__Provided passage__
I think I have found and fixed a problem which caused rip44d multicast reception to mysteriously fail on some systems. The workaround is present in rip44d version 1.4, which is available at: https://raw.github.com/hessu/rip44d/master/rip44d
I just upgraded the Linux distribution on my gateway, and rip44d stopped working. After some slight hair-pulling I figured it out. The same thing will affect the C implementation, and doing the same workaround will remove the need to use a raw socket instead of the more optimal multicast socket.
Some distributions/kernels (some of the new ones, and maybe some old ones too?) enable strict reverse path verification (rp_filter) by default. Reverse Path filtering looks at the source IP address of packets coming in on an interface, and checks that an outgoing packet destined to that same address would be routed out on that same interface according to your routing table.
That's a nice feature as such - it drops spoofed packets, which is good for security. If someone on the Internet sends packets to you, and fakes the source address to be one of your internal addresses, it could save your day. Or, if a client/user on your network tries to send packets to the Internet with a fake source address (typically his computer is infected with a bot, and the bot is taking part in a DDOS attack), rp_filter will drop those packets with invalid source addresses.
However, it affects multicast packets too. Our RIP packets come in on tunl0, with a source address of 44.0.0.1. Before your tunnel routing table is populated with RIP, there is no route to 44.0.0.1 pointing to tunl0. The RIP announcements do contain a route for 44.0.0.1, but we need to have it there to be able to receive any RIP packets.
There are a couple of alternative workarounds to this: 1) Disable rp_filter on the tunl0 interface. sudo sysctl net.ipv4.conf.tunl0.rp_filter=0 (and put net.ipv4.conf.tunl0.rp_filter=0 in /etc/sysctl.conf)
*or*
2) Set up a dummy route for 44.0.0.1/32 pointing to the tunl0 interface. It'll be replaced by the real one once the first RIP packets come in.
I opted for option 2, rip44d 1.4 does that when starting up.
If you have an asymmetric routing setup, rp_filter might cause some other surprises too. Good to keep it in mind.

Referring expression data
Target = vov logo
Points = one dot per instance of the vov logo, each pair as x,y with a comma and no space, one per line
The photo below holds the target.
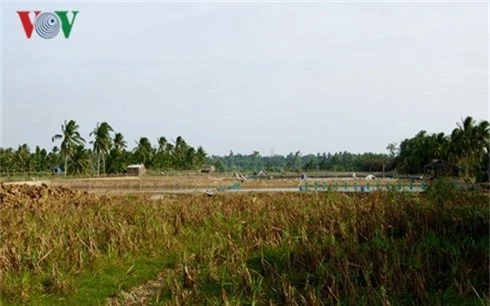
47,24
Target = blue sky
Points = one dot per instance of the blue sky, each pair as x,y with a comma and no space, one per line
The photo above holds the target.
315,77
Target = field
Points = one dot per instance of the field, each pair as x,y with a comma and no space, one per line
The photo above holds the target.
68,247
193,182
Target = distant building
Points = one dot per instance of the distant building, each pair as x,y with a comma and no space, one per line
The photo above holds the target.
208,169
136,170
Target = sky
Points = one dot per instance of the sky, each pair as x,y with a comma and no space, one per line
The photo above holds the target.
275,77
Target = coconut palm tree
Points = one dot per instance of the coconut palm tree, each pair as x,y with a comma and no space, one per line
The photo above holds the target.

__Assigned task 1__
Repeat everything in the rip44d post from "There are a" down to "when starting up.".
__Assigned task 2__
In the rip44d post, which workaround does rip44d 1.4 apply when it starts up?

__Response area 1__
There are a couple of alternative workarounds to this: 1) Disable rp_filter on the tunl0 interface. sudo sysctl net.ipv4.conf.tunl0.rp_filter=0 (and put net.ipv4.conf.tunl0.rp_filter=0 in /etc/sysctl.conf)
*or*
2) Set up a dummy route for 44.0.0.1/32 pointing to the tunl0 interface. It'll be replaced by the real one once the first RIP packets come in.
I opted for option 2, rip44d 1.4 does that when starting up.

__Response area 2__
It sets up a dummy route for 44.0.0.1/32 pointing to the tunl0 interface.